Dataset excerpts
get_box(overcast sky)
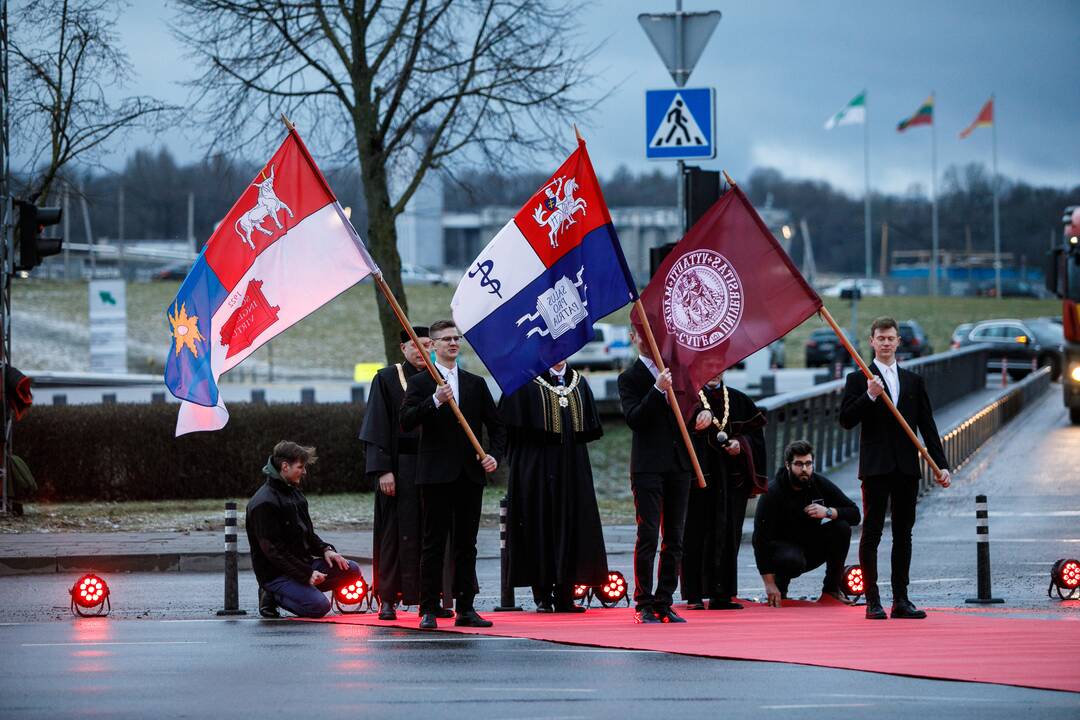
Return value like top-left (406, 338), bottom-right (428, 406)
top-left (103, 0), bottom-right (1079, 196)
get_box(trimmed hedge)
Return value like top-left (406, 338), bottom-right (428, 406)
top-left (17, 402), bottom-right (371, 501)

Work task
Pictures in the entries are to be skipped, and everything else repeated word for word.

Output for this exercise
get_box(overcast sky)
Return value like top-left (406, 338), bottom-right (428, 406)
top-left (103, 0), bottom-right (1079, 196)
get_box(trimmed hedge)
Return value like top-left (406, 338), bottom-right (428, 406)
top-left (17, 402), bottom-right (371, 501)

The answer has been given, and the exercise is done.